**Selection:**
========

Re:Self signed? (Score:4, Insightful)
Re: (Score:2)
That would only be useful to forge certificates, and using such forged certificates would allow tracking of surveilance activities -- the provider would not see them in their own keyring so if they were seen in the wild and came to a privider's attention, their natural reaction would be to accuse the CA of having been compromised... because you have no way of knowing it's the NSA that's doing it.
Unless it totally sucks or is also hosting your SSL service, a CA neither needs nor asks for your private key, it
Re: (Score:2)
Not more, but not necessarily less. With a self signed cert, you cant verify the identity of the signer/cert. With the possibility of a compromised CA, you have (essentially) the same problem. (As far as understand it anyways).
What I would like to know is what (if anything) can be done to verify keys without a CA? I don't know that much about crypto, so am genuinely curious. Are there techniques to do this? (Diffie-Hellman-Merkle?)
Re: (Score:3)
With a self signed cert, you cant verify the identity of the signer/cert.

========

**Available data:**

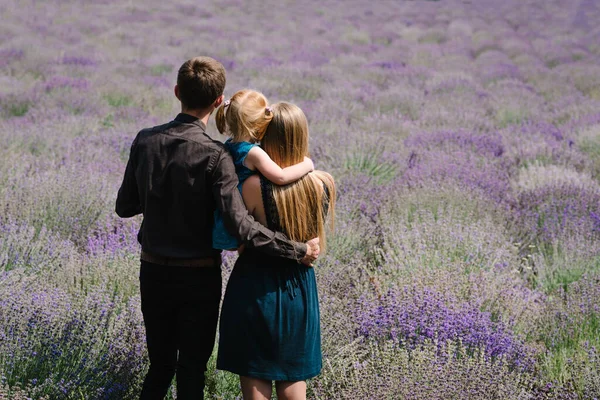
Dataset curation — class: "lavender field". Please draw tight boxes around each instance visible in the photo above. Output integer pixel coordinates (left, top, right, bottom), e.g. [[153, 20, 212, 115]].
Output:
[[0, 0, 600, 400]]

========

**Requests:**
1. Answer these questions using the discussion thread on self-signed certificates:
(a) If forged certificates appeared in the wild and came to a provider's attention, what does the thread say the provider's natural reaction would be?
(b) According to the thread, what does a CA neither need nor ask for, unless it totally sucks or is also hosting your SSL service?
(c) What technique is suggested in parentheses as a possible way to verify keys without a CA?
2. From the discussion thread on self-signed certificates, quote the stretch from "Not more, but" through "Re: (Score:3)".
3. Condense the paragraph of the discussion thread that begins "What I would like to know is" into a short list that keeps its main points.

**Completed exercise:**
1.
(a) The provider would accuse the CA of having been compromised.
(b) Your private key.
(c) Diffie-Hellman-Merkle.

2.
Not more, but not necessarily less. With a self signed cert, you cant verify the identity of the signer/cert. With the possibility of a compromised CA, you have (essentially) the same problem. (As far as understand it anyways).
What I would like to know is what (if anything) can be done to verify keys without a CA? I don't know that much about crypto, so am genuinely curious. Are there techniques to do this? (Diffie-Hellman-Merkle?)
Re: (Score:3)

3.
- The writer wants to know what, if anything, can be done to verify keys without a CA.
- The writer knows little about crypto and is genuinely curious.
- The writer asks whether techniques exist for this and suggests Diffie-Hellman-Merkle as a possibility.